> [資料抜粋]:
::::

落語「柳家権太楼独演会」深川江戸資料館

深川江戸資料館で開催された「柳家権太楼独演会」にお伺いしました。この状況なので、チケットの捥りも無し、スタッフとの接触は一切無いように気をつけられており、会場でマスクも50円で販売されていました。チケットは完売のはずですが6割ほどの入り、演者以外全員マスク着用という異様な雰囲気。落語を見るときはマスク外して笑いたいけど、これは外せない。客席で何方かが咳をすると、ちょっとピリッとするのは仕方ないですね。

最初に権太楼師匠の挨拶がありました。3月の仕事はほぼキャンセル、今日落語が出来て本当に嬉しいとおっしゃっていました。二席目は50分話す予定だったそうですが、こんな時期なので短めで、気楽に楽しくやりましょうというお話。新宿末廣亭の代演を頼まれ、一応誰の代わりかを確認したら柳家さん喬さん。奥様の「さん喬さんだって仕事無いでしょ!」の突っ込みが最高です。今の時期、公演してくれるだけで心から感謝です。

::::

> [関連情報]:
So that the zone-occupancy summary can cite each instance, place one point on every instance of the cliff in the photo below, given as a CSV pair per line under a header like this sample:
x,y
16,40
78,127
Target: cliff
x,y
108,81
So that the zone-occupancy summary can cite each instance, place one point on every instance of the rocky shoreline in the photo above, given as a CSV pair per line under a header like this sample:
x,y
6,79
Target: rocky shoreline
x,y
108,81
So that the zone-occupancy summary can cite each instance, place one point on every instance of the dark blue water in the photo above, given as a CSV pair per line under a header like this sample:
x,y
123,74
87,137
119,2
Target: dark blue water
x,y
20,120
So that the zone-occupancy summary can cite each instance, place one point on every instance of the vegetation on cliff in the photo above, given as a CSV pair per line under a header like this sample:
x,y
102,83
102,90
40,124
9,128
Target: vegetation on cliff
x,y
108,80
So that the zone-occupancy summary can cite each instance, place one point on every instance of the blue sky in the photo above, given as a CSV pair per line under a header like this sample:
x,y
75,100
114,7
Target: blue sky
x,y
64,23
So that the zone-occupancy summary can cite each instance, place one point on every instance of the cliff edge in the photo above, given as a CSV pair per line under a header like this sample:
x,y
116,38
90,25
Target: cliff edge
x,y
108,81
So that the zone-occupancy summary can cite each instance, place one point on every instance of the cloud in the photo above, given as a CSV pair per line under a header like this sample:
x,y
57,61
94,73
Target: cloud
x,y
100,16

::::

資料抜粋の中で、算用数字を使って書かれた数量や時期の表記をすべて抜き出してください。 エントリーは資料抜粋とは別個の資料である。

> [解答例]: 50円、6割、3月、50分